-- start of GIVEN INFORMATION --

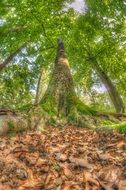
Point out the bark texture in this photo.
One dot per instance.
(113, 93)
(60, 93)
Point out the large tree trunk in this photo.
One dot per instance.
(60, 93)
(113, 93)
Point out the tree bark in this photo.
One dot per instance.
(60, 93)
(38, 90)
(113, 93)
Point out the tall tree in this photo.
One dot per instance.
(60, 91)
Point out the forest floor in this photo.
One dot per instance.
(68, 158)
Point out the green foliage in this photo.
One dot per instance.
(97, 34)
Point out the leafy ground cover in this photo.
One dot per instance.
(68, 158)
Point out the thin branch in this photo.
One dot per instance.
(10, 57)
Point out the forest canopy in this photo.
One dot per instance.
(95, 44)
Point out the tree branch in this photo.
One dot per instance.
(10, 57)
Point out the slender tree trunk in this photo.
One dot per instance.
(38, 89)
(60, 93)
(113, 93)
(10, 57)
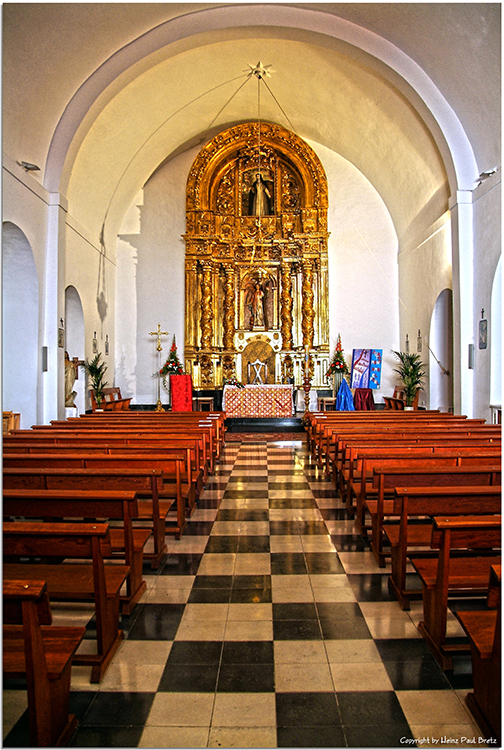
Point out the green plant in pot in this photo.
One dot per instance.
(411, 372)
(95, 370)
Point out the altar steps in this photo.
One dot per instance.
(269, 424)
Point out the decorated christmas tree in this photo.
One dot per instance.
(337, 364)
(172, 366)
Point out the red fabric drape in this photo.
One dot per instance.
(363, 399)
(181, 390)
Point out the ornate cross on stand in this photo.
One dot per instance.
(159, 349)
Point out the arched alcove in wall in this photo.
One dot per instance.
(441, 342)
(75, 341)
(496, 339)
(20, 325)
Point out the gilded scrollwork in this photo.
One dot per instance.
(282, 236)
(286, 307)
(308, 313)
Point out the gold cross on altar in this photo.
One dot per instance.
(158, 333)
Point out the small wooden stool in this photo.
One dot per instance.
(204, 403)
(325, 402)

-- end of GIVEN INFORMATION --
-- start of GIVEN INFORMATION --

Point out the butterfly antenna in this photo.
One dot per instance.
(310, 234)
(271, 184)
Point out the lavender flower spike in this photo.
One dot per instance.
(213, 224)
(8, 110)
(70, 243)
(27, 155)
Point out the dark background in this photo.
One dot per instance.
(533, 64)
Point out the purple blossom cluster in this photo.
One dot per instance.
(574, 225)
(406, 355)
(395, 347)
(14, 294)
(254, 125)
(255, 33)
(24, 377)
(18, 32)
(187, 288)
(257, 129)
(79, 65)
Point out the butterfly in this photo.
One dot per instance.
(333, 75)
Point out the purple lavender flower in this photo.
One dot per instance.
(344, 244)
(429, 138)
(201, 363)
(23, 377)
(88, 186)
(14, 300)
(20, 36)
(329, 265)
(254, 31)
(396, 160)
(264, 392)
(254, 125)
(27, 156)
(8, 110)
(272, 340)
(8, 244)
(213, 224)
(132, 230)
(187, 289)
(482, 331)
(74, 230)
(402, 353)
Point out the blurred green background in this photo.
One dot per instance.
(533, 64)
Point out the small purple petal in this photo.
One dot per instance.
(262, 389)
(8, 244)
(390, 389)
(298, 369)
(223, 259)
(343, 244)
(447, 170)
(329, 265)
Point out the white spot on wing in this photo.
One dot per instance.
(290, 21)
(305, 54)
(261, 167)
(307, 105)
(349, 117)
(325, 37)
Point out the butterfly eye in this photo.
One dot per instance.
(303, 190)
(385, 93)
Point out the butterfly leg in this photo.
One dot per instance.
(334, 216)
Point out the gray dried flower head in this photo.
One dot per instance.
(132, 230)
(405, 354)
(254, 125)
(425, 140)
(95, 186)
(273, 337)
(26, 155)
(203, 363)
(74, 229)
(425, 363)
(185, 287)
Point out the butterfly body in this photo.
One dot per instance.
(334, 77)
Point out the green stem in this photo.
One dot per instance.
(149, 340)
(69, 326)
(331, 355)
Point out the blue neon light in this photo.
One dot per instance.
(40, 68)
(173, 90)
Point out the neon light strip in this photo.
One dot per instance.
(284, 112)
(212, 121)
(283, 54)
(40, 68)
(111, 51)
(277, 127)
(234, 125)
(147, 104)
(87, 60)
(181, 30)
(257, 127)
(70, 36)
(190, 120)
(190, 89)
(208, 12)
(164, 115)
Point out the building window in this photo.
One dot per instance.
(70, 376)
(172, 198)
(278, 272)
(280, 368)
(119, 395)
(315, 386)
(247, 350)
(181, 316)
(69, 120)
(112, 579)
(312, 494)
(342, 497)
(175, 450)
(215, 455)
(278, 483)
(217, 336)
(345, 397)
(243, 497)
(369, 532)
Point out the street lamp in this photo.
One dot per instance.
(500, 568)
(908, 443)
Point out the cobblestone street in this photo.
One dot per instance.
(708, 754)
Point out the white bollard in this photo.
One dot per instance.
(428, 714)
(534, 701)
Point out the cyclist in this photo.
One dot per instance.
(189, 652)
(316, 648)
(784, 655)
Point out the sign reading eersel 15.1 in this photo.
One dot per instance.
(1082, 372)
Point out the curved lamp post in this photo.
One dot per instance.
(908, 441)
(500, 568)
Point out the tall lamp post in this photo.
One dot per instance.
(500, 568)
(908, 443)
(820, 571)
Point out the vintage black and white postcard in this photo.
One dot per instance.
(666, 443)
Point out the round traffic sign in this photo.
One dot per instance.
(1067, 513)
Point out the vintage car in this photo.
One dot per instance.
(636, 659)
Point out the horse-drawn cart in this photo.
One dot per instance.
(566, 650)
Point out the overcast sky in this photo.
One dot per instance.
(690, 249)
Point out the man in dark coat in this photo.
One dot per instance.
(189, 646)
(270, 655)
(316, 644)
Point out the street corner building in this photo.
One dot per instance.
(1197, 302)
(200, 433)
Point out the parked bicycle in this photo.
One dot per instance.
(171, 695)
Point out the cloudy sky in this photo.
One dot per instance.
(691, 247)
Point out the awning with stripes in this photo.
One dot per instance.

-- end of GIVEN INFORMATION --

Extract every line of the data above that contains the string "sign". Matching is case-sensitive.

Point out the sign reading eersel 15.1 in this photo.
Point out the round traffic sign in this photo.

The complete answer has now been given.